## Set exercise
Reproduce the records verbatim from their beginning through the line containing "M169 28L164 38L156", with both ends included. Omit the pictures from your reproduction.

## Exercise input
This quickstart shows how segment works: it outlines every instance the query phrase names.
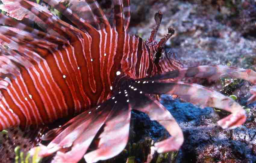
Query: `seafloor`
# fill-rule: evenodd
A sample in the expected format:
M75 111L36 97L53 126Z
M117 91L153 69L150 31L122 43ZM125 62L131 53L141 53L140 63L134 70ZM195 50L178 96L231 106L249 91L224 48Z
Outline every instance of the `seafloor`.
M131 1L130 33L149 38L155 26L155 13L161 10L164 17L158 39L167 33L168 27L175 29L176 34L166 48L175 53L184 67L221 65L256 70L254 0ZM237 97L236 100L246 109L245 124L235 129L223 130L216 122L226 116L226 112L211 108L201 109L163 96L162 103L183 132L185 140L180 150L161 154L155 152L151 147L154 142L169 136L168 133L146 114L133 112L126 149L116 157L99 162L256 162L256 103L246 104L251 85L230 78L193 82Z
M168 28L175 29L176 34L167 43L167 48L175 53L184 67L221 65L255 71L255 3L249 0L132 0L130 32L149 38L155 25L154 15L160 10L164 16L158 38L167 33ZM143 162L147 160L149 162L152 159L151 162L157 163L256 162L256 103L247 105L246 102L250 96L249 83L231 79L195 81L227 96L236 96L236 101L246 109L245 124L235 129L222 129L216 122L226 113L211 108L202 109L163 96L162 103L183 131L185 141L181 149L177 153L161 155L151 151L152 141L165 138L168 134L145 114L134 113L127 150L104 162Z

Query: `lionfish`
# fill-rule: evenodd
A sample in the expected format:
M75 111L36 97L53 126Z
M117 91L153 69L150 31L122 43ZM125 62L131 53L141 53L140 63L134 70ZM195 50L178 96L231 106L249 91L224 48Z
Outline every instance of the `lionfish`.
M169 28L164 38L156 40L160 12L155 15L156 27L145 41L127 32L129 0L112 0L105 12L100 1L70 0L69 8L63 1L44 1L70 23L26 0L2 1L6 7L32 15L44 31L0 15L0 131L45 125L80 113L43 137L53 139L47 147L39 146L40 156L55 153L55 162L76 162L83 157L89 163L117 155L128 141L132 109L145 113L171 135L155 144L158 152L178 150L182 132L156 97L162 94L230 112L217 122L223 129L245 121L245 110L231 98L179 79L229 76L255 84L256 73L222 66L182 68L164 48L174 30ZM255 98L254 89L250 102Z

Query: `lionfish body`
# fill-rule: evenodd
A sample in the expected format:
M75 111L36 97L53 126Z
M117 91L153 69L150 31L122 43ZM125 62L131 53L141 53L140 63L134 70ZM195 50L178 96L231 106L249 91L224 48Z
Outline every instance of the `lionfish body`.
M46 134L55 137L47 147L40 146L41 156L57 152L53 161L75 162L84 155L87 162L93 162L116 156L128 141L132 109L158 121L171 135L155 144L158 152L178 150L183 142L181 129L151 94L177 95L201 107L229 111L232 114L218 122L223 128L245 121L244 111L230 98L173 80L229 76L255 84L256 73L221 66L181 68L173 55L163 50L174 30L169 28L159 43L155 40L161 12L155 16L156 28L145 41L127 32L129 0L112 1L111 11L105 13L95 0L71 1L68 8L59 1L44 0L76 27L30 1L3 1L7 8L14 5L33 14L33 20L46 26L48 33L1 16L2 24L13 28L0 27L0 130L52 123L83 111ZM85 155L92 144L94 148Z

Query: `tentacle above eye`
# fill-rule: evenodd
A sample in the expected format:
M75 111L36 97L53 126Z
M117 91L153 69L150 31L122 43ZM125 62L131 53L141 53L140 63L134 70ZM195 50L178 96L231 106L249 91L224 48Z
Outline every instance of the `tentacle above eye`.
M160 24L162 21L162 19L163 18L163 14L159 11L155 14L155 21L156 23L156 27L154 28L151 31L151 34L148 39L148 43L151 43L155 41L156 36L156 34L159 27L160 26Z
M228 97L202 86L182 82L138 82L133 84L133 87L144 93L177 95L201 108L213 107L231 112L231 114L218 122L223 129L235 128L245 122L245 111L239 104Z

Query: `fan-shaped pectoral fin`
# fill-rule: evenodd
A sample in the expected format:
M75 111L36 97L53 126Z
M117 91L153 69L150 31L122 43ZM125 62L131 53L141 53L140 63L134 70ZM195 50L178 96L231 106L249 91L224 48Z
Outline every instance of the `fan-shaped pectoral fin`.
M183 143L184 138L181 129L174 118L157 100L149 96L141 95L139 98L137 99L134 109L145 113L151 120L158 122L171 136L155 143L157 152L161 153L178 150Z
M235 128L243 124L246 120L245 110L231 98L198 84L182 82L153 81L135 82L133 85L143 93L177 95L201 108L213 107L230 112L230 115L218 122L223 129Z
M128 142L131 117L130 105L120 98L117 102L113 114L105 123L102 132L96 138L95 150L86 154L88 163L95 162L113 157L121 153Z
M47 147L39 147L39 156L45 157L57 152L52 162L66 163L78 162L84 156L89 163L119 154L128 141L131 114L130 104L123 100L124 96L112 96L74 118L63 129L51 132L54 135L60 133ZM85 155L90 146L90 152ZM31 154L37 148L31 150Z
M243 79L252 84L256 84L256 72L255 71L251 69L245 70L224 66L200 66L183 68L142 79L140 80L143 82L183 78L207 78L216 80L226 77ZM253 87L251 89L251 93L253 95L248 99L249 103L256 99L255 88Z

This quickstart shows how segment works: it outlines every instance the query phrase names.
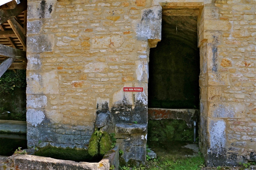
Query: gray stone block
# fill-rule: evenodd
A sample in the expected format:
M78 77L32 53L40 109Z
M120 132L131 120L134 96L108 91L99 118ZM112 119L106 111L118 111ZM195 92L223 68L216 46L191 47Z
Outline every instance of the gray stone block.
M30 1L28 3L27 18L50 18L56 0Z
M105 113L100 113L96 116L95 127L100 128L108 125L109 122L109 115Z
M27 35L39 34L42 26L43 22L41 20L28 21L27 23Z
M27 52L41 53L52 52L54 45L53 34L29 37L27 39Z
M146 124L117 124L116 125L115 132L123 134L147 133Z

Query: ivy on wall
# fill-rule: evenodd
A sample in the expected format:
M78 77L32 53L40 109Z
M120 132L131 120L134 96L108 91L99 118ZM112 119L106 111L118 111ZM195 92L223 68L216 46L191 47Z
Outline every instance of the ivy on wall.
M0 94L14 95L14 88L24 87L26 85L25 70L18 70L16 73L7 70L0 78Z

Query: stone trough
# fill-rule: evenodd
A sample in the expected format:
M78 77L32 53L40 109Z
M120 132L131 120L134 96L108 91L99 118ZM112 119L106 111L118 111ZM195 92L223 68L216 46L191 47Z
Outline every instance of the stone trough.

## Task output
This quickstart shows how segment works: it outlines every instance the query phrase names.
Query: `seafloor`
# fill-rule: evenodd
A sample in the expected format:
M75 111L36 97L53 126Z
M117 91L153 69L150 31L122 43ZM125 62L131 53L141 53L140 63L134 70ZM195 50L178 96L231 106L249 91L224 48Z
Outline every instance of the `seafloor`.
M131 1L130 33L149 38L155 26L155 13L161 10L164 17L158 39L167 33L168 27L175 29L176 34L166 48L175 53L184 67L221 65L256 70L254 0ZM237 97L236 100L246 109L245 124L235 129L223 130L216 122L226 116L226 112L211 108L201 109L163 96L162 103L183 132L185 140L180 150L161 154L155 152L151 147L154 142L169 136L168 133L146 114L133 112L126 149L116 157L99 162L256 162L256 103L246 104L251 85L230 78L193 82Z
M168 28L175 29L176 34L167 43L167 48L175 53L184 67L221 65L255 71L255 3L249 0L132 0L130 32L149 38L155 25L154 15L160 10L164 16L158 38L167 33ZM143 162L147 160L149 162L152 159L151 162L157 163L256 162L256 103L247 105L246 102L250 96L249 83L231 79L195 81L227 96L236 96L236 101L246 109L245 124L235 129L222 129L216 122L226 113L211 108L202 109L163 96L162 103L183 131L185 141L181 149L177 153L161 155L151 151L152 141L165 138L168 134L145 114L134 113L127 150L104 162Z

Query: `lionfish`
# fill-rule: evenodd
A sample in the expected format:
M75 111L36 97L53 126Z
M117 91L153 69L150 31L122 43ZM125 62L131 53L141 53L140 63L134 70ZM195 50L178 96L231 106L249 91L224 48Z
Outline every instance of the `lionfish`.
M169 28L164 38L156 40L160 12L155 15L156 27L145 41L127 32L129 0L112 0L105 12L100 1L70 0L69 8L63 1L44 1L70 23L26 0L2 1L6 7L32 15L44 31L0 15L0 131L45 125L80 113L43 137L53 139L47 147L39 146L40 156L55 153L55 162L76 162L83 157L89 163L117 155L128 141L132 109L145 113L171 135L155 144L158 152L178 150L182 132L156 97L162 94L230 112L217 122L223 129L245 121L245 110L231 98L179 79L229 76L255 84L256 73L222 66L182 68L164 48L174 30ZM255 98L254 89L250 102Z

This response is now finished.